In the records below, find the line that contains "Tag the police patch" and repeat it, along with each line after it, exactly as written.

──────── Data to use ────────

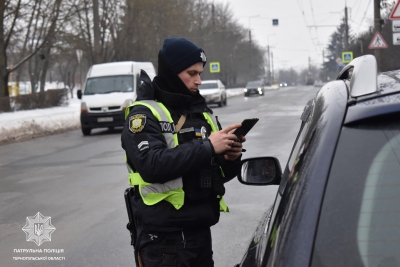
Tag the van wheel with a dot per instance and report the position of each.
(86, 131)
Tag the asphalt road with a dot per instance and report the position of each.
(79, 182)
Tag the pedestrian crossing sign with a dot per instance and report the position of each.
(347, 56)
(377, 42)
(214, 67)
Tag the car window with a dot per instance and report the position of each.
(109, 84)
(360, 217)
(208, 86)
(297, 148)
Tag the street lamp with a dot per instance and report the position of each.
(270, 78)
(251, 65)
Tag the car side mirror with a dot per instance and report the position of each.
(260, 171)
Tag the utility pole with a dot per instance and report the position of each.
(250, 50)
(272, 63)
(378, 28)
(96, 32)
(346, 37)
(269, 67)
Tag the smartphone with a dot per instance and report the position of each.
(247, 124)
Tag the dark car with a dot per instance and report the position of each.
(338, 201)
(254, 87)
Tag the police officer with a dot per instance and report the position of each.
(178, 158)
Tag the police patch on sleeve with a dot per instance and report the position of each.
(137, 123)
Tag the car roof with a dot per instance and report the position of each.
(209, 81)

────────

Response to this task.
Tag the police patch on sleeve with a dot per instance and report the position of each.
(137, 123)
Tag the car roof with a dot per instance and report the position of each.
(209, 81)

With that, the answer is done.